Written instruction: Reproduce each of the items below word for word, but leave the picture out of your copy.
== == ==
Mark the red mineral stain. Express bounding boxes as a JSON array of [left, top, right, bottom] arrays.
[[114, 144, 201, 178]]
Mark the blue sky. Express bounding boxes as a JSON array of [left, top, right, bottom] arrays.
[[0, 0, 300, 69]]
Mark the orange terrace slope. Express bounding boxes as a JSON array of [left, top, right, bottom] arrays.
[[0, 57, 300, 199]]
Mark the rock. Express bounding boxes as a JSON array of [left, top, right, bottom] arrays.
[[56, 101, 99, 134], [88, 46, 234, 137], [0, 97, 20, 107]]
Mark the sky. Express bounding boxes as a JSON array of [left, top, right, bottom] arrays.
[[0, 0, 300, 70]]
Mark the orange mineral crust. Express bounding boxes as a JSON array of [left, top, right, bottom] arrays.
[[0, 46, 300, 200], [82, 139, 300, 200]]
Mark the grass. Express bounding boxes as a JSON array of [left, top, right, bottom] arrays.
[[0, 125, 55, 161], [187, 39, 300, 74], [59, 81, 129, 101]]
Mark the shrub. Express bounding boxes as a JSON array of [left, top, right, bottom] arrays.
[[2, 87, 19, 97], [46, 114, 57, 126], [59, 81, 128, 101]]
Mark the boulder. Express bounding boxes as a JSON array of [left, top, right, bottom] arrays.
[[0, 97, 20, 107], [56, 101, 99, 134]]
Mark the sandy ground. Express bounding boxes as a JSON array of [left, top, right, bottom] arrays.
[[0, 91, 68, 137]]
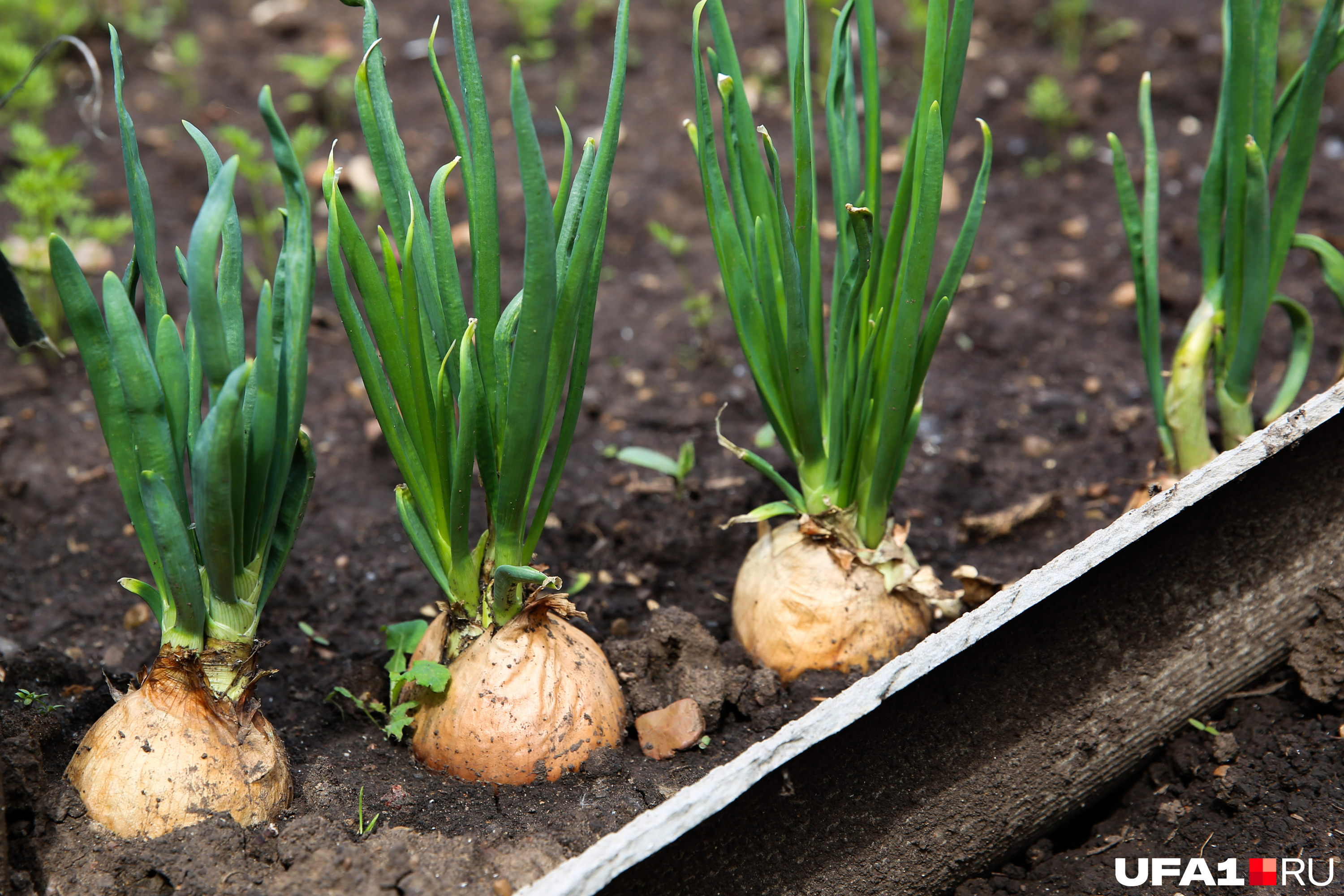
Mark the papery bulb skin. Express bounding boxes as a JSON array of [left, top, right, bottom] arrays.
[[66, 646, 293, 838], [732, 520, 930, 684], [403, 598, 625, 784]]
== == ==
Reply to the task:
Mark the red mineral stain. Express bounding boxes as a JSON array of [left, top, right, bottom] arrays.
[[114, 144, 201, 178]]
Mark the blue sky. Express bounding boxes as a JSON array of [left, top, right, bottom] arrays.
[[0, 0, 300, 69]]
Mark the orange terrace slope. Express bounding boxes as a JSON array of [left, top, right, bottom] arrays.
[[0, 57, 300, 199]]
Mark the rock. Express bounding boxes as a JSON array of [left, top, right, bottom] arrays.
[[56, 101, 99, 134], [88, 46, 234, 137], [0, 97, 20, 107]]
Mark the sky. Express bounding boxes as a JSON array of [left, top, right, bottom] arrays.
[[0, 0, 300, 70]]
Mark the orange mineral crust. Express bounding boxes as a JSON array of [left, top, right, bottom] arrays.
[[0, 46, 300, 200], [82, 139, 300, 200]]
Mark the grass. Express bounding boxes as a JSON array of [left, top, right, bottom] arrays.
[[0, 125, 55, 161], [187, 39, 300, 74], [59, 81, 129, 101]]
Mark the shrub. Express bounding boxes as a JSON array of [left, top, right, bottom] arrays.
[[2, 87, 19, 97], [46, 114, 57, 126], [59, 81, 128, 101]]
Mark the boulder. Express bounding boxes as a JSON array of [left, top, right, bottom] arrays.
[[0, 97, 20, 107], [56, 101, 99, 134]]
Mark the sandy ground. Express bounding boxes as a JSON array of [left, top, right, bottom] arrays.
[[0, 91, 68, 137]]
Mark the papery bulb skin. Express bounding boxes as a JSON array of [left, top, right, bottom] arrays.
[[66, 646, 293, 838], [732, 520, 930, 684], [403, 598, 625, 784]]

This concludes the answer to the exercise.